Документ>
▼
Posted 10 июня 2004, 20:00

Published 10 июня 2004, 20:00

Modified 8 марта, 09:44

Updated 8 марта, 09:44

Гарик Сукачев

10 июня 2004, 20:00
Игорю Ивановичу сейчас не до интервью. В самом конце мая у него родилась дочь Настя, а через несколько дней он похоронил отца Ивана Федоровича. Сам Игорь Иванович сильно хворает, упросил докторов отпустить его из больницы по семейным обстоятельствам. Отменил все июньские концерты, журналистов отфутболивает. Но для «Нов

– Игорь Иваныч, народ интересует, похожа ли маленькая Анастасия на вас?

– Она сильно похожа на маму, так по крайней мере мне кажется. Во-первых, она смугленькая, как Оля. Во-вторых, она черненькая. Единственно, что у нее глаза голубые, как у меня. Но сейчас трудно судить о ребенке, на кого он похож. Новорожденный похож больше всего на самого себя.

– У меня есть подозрение, что маленький Гарик был очень похож на себя теперешнего. Или вы теперь очень похожи на себя маленького. Скажите, много в том, что вы делаете, в песнях, из вашего детства?

– Мало. Почти ничего. Я стараюсь не писать песен о детстве. А если есть какие-то песни, связанные с моим отрочеством и юностью, это не лирические песни, скажем так.

– Был ли в вашем детстве какой-то внятный музыкальный фон, предопределивший судьбу?

– Я абсолютно не собирался стать музыкантом. Хотя музыкальный фон был. И были конкретные события, повлиявшие на судьбу, главные из которых – изобретение электрогитары, рождение группы «Битлз» и, как это называли, вокально-инструментальные ансамбли, существовавшие в каждом дворе, каждой школе, при каждом ЖЭКе.
▲
Цель задания>
Какого цвета глаза у новорожденной дочери, по словам Гарика Сукачева в интервью?

Исходные данные>
▼
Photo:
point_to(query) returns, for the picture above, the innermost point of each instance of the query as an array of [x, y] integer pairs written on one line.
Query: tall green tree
▲
Письменный ответ>
Голубые, как у самого Гарика Сукачева.